Data excerpts:
++++++++
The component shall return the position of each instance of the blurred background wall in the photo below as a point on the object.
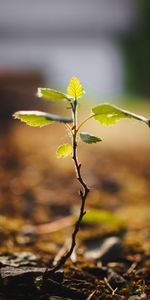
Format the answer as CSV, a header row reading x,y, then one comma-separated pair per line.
x,y
103,42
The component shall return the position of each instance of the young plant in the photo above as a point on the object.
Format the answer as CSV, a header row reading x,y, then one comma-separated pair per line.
x,y
105,114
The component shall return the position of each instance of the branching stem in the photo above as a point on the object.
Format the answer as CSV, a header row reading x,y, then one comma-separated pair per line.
x,y
83,191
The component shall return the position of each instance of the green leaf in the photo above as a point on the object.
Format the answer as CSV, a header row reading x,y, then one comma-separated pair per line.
x,y
39,118
64,151
75,88
49,94
88,138
108,114
102,217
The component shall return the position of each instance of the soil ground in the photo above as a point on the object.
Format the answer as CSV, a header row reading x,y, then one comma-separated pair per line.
x,y
38,201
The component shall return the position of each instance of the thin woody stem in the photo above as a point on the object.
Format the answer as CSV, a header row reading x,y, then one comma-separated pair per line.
x,y
83,192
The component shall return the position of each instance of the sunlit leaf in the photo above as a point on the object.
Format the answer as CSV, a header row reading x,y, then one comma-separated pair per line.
x,y
75,88
108,114
101,217
64,151
88,138
49,94
39,118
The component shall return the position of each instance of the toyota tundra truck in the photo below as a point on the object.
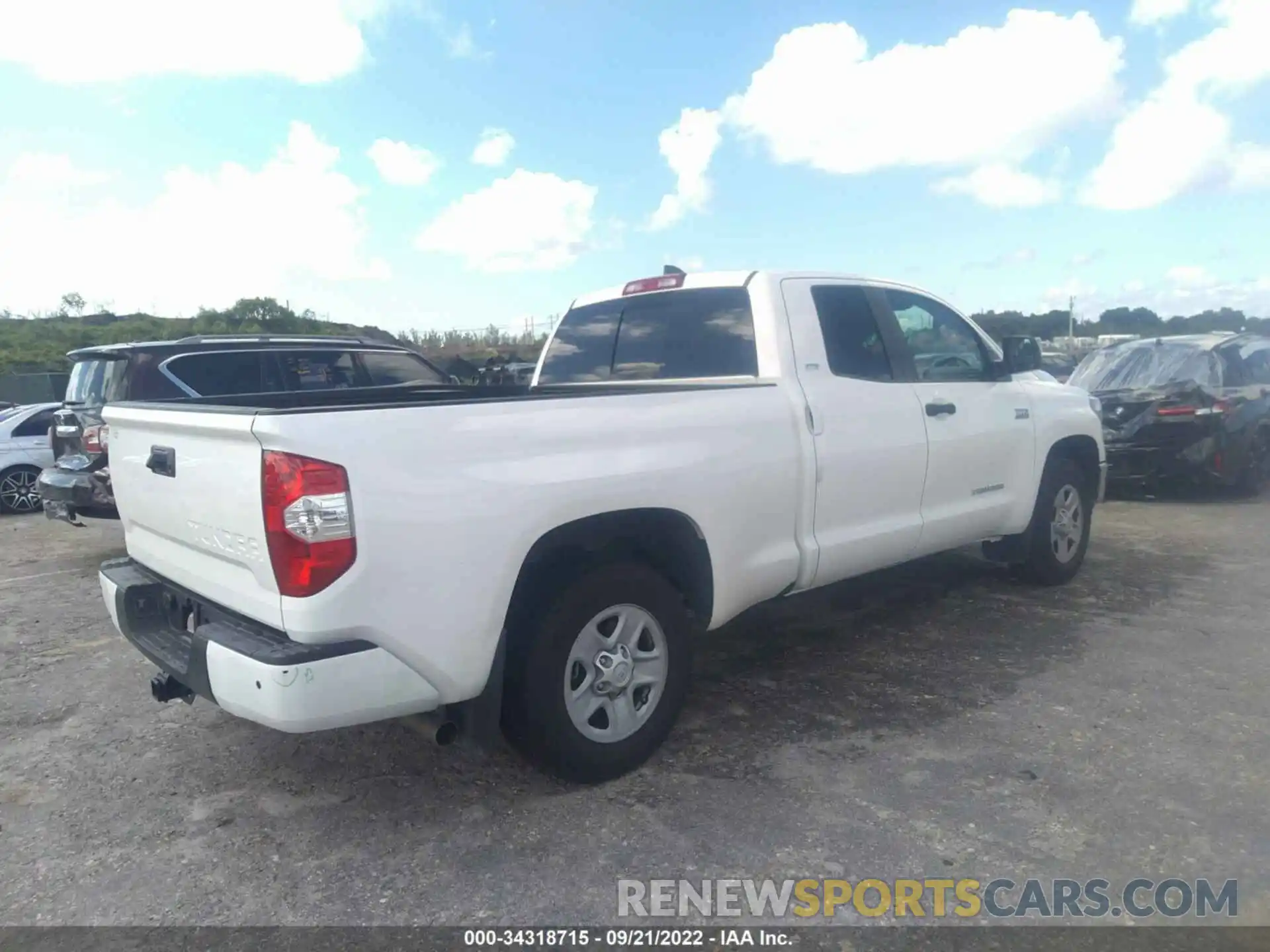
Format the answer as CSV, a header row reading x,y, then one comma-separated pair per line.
x,y
539,559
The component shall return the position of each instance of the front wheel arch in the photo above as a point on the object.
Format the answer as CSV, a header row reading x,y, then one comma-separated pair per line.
x,y
7,475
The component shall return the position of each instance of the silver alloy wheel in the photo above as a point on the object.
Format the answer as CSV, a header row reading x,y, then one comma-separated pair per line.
x,y
616,673
1067,524
19,493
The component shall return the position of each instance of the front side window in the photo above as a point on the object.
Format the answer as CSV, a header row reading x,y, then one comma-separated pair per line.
x,y
944,347
853,339
669,335
34,426
95,381
393,367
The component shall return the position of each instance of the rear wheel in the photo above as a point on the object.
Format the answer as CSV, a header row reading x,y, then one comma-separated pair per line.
x,y
19,491
596,683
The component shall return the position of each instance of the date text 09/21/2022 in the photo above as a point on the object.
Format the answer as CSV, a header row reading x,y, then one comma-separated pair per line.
x,y
633,938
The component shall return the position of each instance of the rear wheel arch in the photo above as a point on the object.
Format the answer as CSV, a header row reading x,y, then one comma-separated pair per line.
x,y
666,539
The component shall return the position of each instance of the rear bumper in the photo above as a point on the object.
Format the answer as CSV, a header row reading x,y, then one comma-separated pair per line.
x,y
254,672
70,493
1197,462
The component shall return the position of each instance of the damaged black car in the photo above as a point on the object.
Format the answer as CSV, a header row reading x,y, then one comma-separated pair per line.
x,y
1189,409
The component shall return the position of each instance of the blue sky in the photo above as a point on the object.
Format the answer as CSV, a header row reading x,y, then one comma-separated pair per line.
x,y
1003,158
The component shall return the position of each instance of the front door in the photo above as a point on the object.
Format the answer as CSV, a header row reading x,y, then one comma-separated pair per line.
x,y
869,433
980,428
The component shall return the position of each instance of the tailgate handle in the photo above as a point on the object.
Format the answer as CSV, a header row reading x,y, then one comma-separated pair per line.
x,y
163,461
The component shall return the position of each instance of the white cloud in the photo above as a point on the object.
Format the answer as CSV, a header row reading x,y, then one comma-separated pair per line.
x,y
1177,140
402,164
981,104
527,221
1000,186
987,95
1021,255
88,41
1147,13
1189,276
207,238
493,147
687,147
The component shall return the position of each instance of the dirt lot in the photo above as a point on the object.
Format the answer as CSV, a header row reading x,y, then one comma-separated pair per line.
x,y
941,720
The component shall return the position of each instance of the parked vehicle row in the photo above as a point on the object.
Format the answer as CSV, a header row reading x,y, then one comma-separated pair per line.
x,y
1191,408
540,557
24,451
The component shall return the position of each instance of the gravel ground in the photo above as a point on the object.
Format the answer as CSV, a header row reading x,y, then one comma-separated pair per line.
x,y
937,720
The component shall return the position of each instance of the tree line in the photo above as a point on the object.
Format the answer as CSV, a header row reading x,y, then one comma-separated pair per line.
x,y
38,343
1119,320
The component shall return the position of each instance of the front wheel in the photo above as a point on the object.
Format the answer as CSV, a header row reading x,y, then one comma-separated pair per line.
x,y
19,491
596,684
1056,541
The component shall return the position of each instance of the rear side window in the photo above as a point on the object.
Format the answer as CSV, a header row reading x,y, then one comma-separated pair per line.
x,y
95,381
222,372
318,370
389,367
668,335
853,339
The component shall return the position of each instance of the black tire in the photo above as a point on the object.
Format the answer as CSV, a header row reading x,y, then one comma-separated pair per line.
x,y
27,499
1253,476
1042,563
535,717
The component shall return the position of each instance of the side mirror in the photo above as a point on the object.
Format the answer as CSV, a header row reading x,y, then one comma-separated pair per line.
x,y
1021,354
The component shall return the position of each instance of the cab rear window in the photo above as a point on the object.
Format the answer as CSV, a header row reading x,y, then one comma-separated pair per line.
x,y
667,335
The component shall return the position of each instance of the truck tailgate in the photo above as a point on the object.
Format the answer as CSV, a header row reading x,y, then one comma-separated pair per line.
x,y
189,493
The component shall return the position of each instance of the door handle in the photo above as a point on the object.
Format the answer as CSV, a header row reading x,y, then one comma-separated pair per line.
x,y
813,422
163,461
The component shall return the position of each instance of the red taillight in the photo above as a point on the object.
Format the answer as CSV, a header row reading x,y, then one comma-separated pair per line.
x,y
308,522
663,284
97,440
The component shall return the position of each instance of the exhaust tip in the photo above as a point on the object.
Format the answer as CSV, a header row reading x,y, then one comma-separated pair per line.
x,y
164,688
447,733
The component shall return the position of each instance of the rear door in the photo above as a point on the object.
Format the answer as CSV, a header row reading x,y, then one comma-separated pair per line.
x,y
980,429
189,493
868,428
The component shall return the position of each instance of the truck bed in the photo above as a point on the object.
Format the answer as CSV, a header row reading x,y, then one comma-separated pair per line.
x,y
432,394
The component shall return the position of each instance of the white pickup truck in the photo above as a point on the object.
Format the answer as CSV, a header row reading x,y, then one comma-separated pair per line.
x,y
540,557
++++++++
Work to complete: Search the entries for the string "below" and collect each line that has it.

Exercise solution:
The component shall return the position of each instance of the blurred background wall in the photo below as a point on the object.
The component shall return the position of each instance of the toyota tundra truck in the photo below as a point on the object.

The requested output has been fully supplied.